What you have to do
What you return must match the entries exactly, except that the pictures are gone.

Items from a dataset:

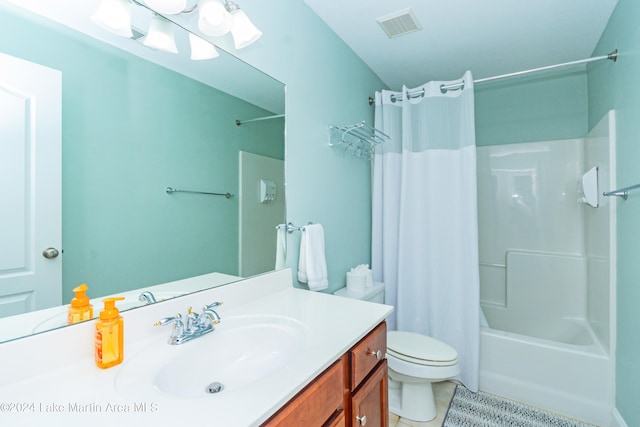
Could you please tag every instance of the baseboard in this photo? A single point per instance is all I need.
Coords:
(616, 419)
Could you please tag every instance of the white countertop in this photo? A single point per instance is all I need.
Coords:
(25, 324)
(51, 378)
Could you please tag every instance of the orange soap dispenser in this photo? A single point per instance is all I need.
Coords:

Answer
Could you please tag every instance of the baseboard in this photo? A single point per instance is all I need.
Coords:
(616, 419)
Could you please tag every instance of the white countertop in this photo? A single point per instance is all I need.
Coords:
(25, 324)
(51, 378)
Could you please tag every instance of the orange soap dispenser in this photo? A single point per instance is all I need.
Coords:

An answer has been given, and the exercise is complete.